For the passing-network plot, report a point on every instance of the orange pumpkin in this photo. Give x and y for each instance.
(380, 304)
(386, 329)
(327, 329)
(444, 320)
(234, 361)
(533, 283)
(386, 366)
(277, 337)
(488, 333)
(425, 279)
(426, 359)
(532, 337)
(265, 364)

----

WRITTEN INSTRUCTION -
Rewrite the lines above with "pumpkin" replaced by "gourd", leaving everything else unchanged.

OUTPUT -
For the passing-network plot, report a point on every instance of the orange gourd in this photo. Give x and y for each instance.
(380, 304)
(386, 329)
(327, 329)
(444, 320)
(234, 361)
(533, 283)
(386, 366)
(277, 337)
(488, 333)
(425, 279)
(426, 359)
(532, 337)
(265, 364)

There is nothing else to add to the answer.